**What is needed:** Every line below should be repeated exactly.

━━ Source data

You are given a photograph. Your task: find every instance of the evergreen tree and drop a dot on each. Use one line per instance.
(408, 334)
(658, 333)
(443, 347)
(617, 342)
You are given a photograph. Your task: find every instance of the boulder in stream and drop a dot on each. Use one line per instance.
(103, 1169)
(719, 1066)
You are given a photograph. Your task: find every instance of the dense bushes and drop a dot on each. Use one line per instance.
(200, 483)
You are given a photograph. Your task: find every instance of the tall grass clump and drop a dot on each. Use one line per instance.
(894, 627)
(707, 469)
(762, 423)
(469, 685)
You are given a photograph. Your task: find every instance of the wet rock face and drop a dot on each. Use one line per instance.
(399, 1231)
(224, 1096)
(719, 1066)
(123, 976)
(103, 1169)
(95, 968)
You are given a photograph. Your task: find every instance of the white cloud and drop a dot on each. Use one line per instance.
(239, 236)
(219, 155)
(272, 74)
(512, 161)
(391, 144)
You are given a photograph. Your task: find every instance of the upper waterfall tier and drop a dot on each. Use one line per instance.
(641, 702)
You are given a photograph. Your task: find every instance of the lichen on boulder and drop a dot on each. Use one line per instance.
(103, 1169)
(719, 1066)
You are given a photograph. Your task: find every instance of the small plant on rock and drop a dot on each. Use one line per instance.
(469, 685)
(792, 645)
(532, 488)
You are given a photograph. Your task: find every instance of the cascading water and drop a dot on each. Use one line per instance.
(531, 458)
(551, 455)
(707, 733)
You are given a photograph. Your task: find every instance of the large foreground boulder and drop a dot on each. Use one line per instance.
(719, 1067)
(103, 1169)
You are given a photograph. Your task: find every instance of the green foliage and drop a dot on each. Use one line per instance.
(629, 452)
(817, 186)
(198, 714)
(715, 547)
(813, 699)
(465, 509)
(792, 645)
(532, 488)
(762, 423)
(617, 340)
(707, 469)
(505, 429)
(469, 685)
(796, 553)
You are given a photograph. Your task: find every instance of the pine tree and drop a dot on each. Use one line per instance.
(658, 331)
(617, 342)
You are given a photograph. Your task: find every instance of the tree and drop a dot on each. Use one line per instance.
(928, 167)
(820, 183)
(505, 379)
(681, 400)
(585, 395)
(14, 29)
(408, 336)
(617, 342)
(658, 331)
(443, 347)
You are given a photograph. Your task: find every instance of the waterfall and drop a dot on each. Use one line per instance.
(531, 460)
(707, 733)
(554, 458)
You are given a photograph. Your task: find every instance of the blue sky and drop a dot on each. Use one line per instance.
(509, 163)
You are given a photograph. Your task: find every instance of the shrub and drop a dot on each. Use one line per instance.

━━━━

**Finished task:**
You are given a photograph. Your task: find every instance of the evergreen tree and drop a dot on each. Use one line per instance.
(408, 334)
(658, 333)
(443, 347)
(617, 342)
You are given a photograph. Your task: find every instance of the boulder in stream and drop a dot on each. Use one line per instance.
(103, 1169)
(719, 1066)
You are given a photograph. Your task: find every instance of the dense bushes and drop a dot on each. Use one line per instance.
(200, 483)
You are given a photograph. Your task: find every instance of the tall grass clump and drop a dot on each. Use one line per instance.
(894, 627)
(707, 469)
(762, 423)
(469, 685)
You are given a photograph. Your task: find every instance of the wet rock face and drop a dot on each. Use one line per instance.
(399, 1231)
(224, 1096)
(719, 1066)
(123, 976)
(103, 1169)
(95, 968)
You are given a photograph. Your task: find every instance of the white cloud and drop a dot on each. Use one line per instance.
(239, 236)
(219, 155)
(272, 74)
(512, 161)
(391, 144)
You are given a photograph. Your task: find every instance of the upper waterfall tier and drop a dot on each. Use one line per instance.
(641, 702)
You are given a photograph. Your task: find every instance of the lichen on boulder and drop a dot on each. Use one line per instance.
(103, 1169)
(719, 1066)
You are given a photograph. Your task: find every instance of the small plant on rock and drop a dot on each. Use one line per instance.
(469, 685)
(792, 645)
(532, 488)
You are given a photograph. Your task: find every instance of the cascading water and drop a dot on each. Use one line per instance.
(531, 458)
(551, 455)
(707, 733)
You are given a photograph. Your task: find every instance of the large foreground boulder and drop a dot on each. Use one line per instance.
(719, 1067)
(103, 1169)
You are given a photograph. Your task: find every instance of the green foliage and drop a dot on each. Use one line per instance.
(629, 452)
(817, 186)
(198, 714)
(715, 547)
(813, 699)
(465, 509)
(792, 645)
(532, 488)
(762, 423)
(617, 340)
(707, 469)
(505, 429)
(469, 685)
(796, 553)
You are given a photograph. Your task: find every instance of the pine tree and drop a dot on each. Use one line per instance.
(658, 331)
(617, 342)
You are given a photograph. Your task: find every instance of the tree and drop a dot on each. Use one line per instance.
(928, 167)
(820, 183)
(505, 379)
(681, 400)
(585, 395)
(14, 29)
(408, 336)
(617, 342)
(658, 331)
(443, 347)
You are given a photograph. Your task: find every instance of the waterfall and drop a dot on each. Use one line per instance.
(531, 460)
(707, 733)
(554, 458)
You are given a photograph. Your task: find every instance of the blue sky and drop a dot on each. Use one line per instance.
(509, 163)
You are given a photograph. Your task: find every instance of the shrub and drop a dot on each. Use one line per instance.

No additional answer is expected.